Supplied passage:
Protesters torch police station in occupied Kashmir town

SRINAGAR: Hundreds of angry villagers clashed with police in India-held Kashmir on Tuesday following suspicions that security personnel shot dead seven civilians they mistook for militants, a police officer and a witness said.

The villagers torched a police station in the forested Kupwara region near the de facto border with Pakistan and asked the security forces to hand over the bodies for identification and for burial, the officer said.

“Police fired tear gas and warning shots in the air to disperse the angry crowd who were hurling rocks at them,” the officer said on condition of anonymity.

A local resident, Manzoor Ahmed, said by phone a bullet wounded one villager before paramilitary reinforcements were called in to control the situation.

He said villagers suspected that the seven killed late on Monday were locals rather than militants who had infiltrated from across the border.

Exercise instructions: Write the next part of the news report on the Kupwara police station burning, starting right after its last sentence. The lines that follow are separate material, unrelated to the news report on the Kashmir clash.

Supplied material:
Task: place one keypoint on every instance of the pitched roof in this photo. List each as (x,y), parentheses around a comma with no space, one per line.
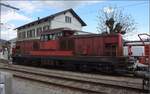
(53,15)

Task answer:
The situation was defused when police gave the bodies to a local religious group for burial, which was attended by hundreds of the villagers.

“After ascertaining that none of them were locals the bodies have been buried,” senior police officer J.P. Singh told reporters, adding that 15 people were injured in the clashes.

The army said the seven suspected militants were shot dead in the remote village of Dardpora, 140km from the main city of Srinagar, during a joint operation with police.

Lieutenant General S.K. Saini told reporters in Kupwara: “There is no civilian in the group of terrorists that has been eliminated.”

Despite the reassurances, separatist leader Syed Ali Geelani called for a general strike in the region on Friday in protest against what he called the mysterious killings.

The incident must be probed by an independent international body, he said.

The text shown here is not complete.